What you should do:
Give the lines below again exactly, starting with the line that holds "For every instance of the black shoe, record" and going on through the line that holds "For every instance of the black suitcase, record".

BEGIN Input material

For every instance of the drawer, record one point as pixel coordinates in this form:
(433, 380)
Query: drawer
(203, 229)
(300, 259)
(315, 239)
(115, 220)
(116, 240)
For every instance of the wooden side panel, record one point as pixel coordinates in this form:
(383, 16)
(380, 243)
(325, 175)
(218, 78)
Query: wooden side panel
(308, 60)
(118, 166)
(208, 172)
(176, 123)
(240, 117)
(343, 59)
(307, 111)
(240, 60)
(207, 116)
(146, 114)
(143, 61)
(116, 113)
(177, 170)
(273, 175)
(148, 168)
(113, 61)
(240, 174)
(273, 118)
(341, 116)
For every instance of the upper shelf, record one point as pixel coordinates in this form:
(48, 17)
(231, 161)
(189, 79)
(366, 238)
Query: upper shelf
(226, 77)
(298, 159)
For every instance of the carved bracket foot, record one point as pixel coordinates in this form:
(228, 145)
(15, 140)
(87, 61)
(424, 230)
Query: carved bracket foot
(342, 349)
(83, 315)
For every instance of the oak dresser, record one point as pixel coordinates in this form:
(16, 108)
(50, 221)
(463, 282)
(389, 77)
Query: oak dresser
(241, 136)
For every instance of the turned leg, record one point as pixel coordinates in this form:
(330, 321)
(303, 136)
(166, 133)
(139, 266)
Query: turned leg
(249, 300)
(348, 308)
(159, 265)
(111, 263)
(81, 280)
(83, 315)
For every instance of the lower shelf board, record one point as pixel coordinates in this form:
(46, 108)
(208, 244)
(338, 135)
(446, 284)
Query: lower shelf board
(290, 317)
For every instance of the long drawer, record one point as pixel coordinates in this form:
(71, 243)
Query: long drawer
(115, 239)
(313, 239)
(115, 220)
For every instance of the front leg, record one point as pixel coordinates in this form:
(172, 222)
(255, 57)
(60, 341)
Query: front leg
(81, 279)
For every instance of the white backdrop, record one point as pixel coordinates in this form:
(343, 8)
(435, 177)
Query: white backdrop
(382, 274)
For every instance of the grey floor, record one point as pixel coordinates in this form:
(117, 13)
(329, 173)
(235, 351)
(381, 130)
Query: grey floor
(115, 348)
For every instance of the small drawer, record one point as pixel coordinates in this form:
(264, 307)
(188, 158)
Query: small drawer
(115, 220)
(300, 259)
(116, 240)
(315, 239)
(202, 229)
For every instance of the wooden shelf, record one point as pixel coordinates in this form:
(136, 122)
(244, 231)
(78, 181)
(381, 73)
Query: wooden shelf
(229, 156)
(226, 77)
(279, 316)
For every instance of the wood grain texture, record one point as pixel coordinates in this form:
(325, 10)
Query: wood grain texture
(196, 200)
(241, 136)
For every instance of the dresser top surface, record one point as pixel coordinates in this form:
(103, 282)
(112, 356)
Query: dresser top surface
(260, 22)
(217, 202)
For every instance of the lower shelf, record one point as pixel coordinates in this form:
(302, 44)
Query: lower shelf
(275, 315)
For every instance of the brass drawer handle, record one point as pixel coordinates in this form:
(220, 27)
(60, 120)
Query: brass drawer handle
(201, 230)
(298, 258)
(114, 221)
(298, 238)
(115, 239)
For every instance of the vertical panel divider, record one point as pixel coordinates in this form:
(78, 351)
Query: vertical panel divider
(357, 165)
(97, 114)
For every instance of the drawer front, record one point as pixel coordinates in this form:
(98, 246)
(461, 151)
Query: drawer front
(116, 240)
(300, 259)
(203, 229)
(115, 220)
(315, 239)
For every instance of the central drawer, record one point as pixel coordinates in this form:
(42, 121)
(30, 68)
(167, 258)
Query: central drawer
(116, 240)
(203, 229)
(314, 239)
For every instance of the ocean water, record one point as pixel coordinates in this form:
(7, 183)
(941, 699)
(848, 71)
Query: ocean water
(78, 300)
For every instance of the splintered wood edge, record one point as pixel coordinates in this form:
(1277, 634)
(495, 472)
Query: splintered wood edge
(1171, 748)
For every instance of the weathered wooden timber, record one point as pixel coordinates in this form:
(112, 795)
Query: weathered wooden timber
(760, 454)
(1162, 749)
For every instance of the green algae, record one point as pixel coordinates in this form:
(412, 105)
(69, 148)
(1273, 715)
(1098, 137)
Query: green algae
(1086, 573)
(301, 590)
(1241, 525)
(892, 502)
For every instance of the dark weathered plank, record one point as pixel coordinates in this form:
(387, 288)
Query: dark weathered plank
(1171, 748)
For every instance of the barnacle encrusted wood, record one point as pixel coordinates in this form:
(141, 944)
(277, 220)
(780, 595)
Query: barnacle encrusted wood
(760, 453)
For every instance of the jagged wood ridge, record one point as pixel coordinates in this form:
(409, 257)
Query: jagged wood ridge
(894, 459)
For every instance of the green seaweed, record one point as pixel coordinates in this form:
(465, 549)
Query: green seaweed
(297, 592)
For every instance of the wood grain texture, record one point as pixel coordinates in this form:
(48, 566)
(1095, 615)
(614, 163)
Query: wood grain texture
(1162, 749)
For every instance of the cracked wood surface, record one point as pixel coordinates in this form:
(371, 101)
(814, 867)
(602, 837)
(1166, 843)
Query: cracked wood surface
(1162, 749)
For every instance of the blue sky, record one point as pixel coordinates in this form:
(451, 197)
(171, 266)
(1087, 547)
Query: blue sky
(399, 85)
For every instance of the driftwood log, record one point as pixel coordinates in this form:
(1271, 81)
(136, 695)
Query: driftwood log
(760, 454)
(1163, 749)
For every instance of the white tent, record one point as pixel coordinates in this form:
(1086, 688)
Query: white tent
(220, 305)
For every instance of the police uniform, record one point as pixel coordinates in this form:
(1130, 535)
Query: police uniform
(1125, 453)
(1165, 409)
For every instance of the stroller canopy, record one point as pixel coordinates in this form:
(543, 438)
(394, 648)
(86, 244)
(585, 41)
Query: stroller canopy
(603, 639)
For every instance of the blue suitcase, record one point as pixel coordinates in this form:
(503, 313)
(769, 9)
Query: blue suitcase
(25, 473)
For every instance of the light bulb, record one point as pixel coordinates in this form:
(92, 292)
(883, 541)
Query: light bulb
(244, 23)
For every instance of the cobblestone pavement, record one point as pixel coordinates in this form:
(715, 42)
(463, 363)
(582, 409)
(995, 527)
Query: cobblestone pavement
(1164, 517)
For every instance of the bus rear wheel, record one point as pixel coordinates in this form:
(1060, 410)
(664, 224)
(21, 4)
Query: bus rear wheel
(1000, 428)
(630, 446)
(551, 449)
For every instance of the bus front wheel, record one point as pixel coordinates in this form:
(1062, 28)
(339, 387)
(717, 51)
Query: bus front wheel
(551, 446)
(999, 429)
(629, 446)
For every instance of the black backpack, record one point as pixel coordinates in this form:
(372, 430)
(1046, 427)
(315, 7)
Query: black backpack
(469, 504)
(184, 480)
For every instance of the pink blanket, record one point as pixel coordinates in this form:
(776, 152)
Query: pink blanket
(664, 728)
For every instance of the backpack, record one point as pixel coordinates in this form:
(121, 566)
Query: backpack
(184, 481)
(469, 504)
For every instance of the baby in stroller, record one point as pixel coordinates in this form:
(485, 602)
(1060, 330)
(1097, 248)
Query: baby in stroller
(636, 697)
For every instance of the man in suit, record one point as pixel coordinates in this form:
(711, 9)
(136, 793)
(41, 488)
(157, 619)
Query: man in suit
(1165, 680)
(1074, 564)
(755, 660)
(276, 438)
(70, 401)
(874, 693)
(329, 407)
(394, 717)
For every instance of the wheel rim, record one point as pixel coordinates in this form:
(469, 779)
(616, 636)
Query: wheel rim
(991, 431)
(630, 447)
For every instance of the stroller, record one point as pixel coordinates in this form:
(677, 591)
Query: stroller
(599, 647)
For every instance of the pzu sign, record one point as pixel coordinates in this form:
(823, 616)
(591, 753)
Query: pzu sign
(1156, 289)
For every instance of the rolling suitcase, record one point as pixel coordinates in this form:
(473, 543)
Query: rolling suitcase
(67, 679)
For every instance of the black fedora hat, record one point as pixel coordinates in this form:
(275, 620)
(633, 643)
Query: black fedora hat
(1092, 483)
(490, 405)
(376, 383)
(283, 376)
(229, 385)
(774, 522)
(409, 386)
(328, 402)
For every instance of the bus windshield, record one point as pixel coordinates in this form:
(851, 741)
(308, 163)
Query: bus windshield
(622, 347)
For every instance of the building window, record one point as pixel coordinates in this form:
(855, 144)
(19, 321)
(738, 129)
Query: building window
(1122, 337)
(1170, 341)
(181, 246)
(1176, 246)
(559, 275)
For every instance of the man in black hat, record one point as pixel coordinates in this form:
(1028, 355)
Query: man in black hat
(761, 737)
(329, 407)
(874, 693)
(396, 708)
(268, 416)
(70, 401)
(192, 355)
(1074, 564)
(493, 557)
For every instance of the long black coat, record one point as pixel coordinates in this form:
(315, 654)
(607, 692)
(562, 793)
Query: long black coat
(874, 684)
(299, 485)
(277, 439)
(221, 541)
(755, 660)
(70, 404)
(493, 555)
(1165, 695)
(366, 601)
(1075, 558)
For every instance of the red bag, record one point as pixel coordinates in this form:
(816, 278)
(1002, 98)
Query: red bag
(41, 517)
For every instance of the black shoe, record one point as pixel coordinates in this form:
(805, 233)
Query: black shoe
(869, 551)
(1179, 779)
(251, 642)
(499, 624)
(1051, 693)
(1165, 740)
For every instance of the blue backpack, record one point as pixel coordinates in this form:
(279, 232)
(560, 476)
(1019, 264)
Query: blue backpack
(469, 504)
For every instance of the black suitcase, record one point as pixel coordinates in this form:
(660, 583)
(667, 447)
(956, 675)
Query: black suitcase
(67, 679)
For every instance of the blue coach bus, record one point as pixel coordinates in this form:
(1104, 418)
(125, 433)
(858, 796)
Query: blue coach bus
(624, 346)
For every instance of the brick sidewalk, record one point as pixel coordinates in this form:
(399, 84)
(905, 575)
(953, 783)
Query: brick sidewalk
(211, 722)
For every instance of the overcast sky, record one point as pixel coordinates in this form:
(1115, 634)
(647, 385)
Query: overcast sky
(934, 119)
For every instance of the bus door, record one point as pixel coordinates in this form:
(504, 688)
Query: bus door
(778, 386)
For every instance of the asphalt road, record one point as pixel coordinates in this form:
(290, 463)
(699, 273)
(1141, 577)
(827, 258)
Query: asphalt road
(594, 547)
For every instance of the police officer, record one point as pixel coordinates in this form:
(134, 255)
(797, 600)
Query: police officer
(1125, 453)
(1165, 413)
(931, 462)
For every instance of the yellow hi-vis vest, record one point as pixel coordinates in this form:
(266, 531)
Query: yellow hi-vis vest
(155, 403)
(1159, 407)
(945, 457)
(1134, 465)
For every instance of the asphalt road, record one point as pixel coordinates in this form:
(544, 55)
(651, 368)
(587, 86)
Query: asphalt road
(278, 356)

END Input material

Result:
For every instance of the black shoe, record one point as pixel coordinates in this form:
(805, 233)
Query: black shoe
(869, 551)
(1179, 779)
(251, 642)
(499, 624)
(1051, 693)
(1165, 740)
For every instance of the blue backpack, record one point as pixel coordinates in this form:
(279, 232)
(560, 476)
(1019, 264)
Query: blue backpack
(469, 504)
For every instance of the black suitcase, record one point as pixel coordinates in this form:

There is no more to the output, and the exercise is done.